===== RECORDS SHOWN =====

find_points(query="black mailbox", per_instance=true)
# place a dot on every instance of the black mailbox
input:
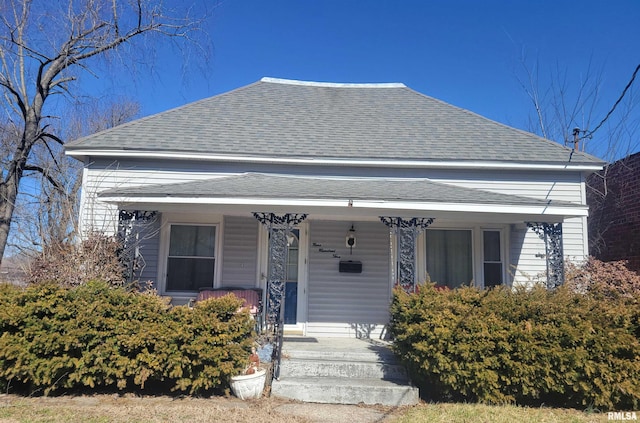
(350, 266)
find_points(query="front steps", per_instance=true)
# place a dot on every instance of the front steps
(342, 371)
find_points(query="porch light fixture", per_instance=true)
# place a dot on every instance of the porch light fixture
(351, 239)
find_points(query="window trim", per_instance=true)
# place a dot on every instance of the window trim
(502, 254)
(164, 253)
(477, 238)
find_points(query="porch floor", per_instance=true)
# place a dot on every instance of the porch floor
(342, 371)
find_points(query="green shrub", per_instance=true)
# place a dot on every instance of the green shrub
(521, 346)
(95, 335)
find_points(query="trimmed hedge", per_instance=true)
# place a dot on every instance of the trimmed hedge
(529, 347)
(94, 335)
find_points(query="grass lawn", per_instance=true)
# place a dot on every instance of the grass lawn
(114, 408)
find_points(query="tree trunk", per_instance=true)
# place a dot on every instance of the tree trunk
(8, 195)
(9, 187)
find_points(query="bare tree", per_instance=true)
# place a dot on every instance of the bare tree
(570, 110)
(44, 47)
(46, 214)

=====

[EXERCISE REQUIREMENTS]:
Could you arrange all of the lines above as a Markdown table with two columns, "Row" and "Line text", skipping any blank lines? Leave the pictures out of the table.

[SOLVED EXERCISE]:
| Row | Line text |
|---|---|
| 1 | find_points(query="black mailbox", per_instance=true) |
| 2 | # place a dot on every instance of the black mailbox |
| 3 | input: |
| 4 | (350, 266) |
| 5 | find_points(query="front steps", per_instance=true) |
| 6 | # place a dot on every instance of the front steps |
| 7 | (342, 371) |
| 8 | find_points(query="porch light fixture", per_instance=true) |
| 9 | # place a dot on every instance of the porch light fixture |
| 10 | (351, 239) |
| 11 | find_points(query="window trim", per_instance=true) |
| 12 | # place a dot on every instance of the window trim |
| 13 | (502, 254) |
| 14 | (164, 253) |
| 15 | (477, 238) |
| 16 | find_points(query="porch floor", per_instance=true) |
| 17 | # place a dot on every instance of the porch floor |
| 18 | (342, 371) |
| 19 | find_points(query="green shrub", per_instance=true) |
| 20 | # place a dot on every instance of the green shrub |
| 21 | (521, 346) |
| 22 | (95, 335) |
| 23 | find_points(query="trimmed hedge", per_instance=true) |
| 24 | # place a dot on every instance of the trimmed hedge |
| 25 | (529, 347) |
| 26 | (94, 335) |
| 27 | find_points(query="grass lawn", per_instance=true) |
| 28 | # place a dot on every instance of the grass lawn |
| 29 | (114, 408) |
| 30 | find_points(query="tree trunk", per_instance=true) |
| 31 | # place a dot on every instance of the tree trunk |
| 32 | (8, 195) |
| 33 | (9, 187) |
| 34 | find_points(query="bare tree", per_instance=true) |
| 35 | # place a dot on every instance of the bare tree |
| 36 | (570, 110) |
| 37 | (44, 47) |
| 38 | (46, 214) |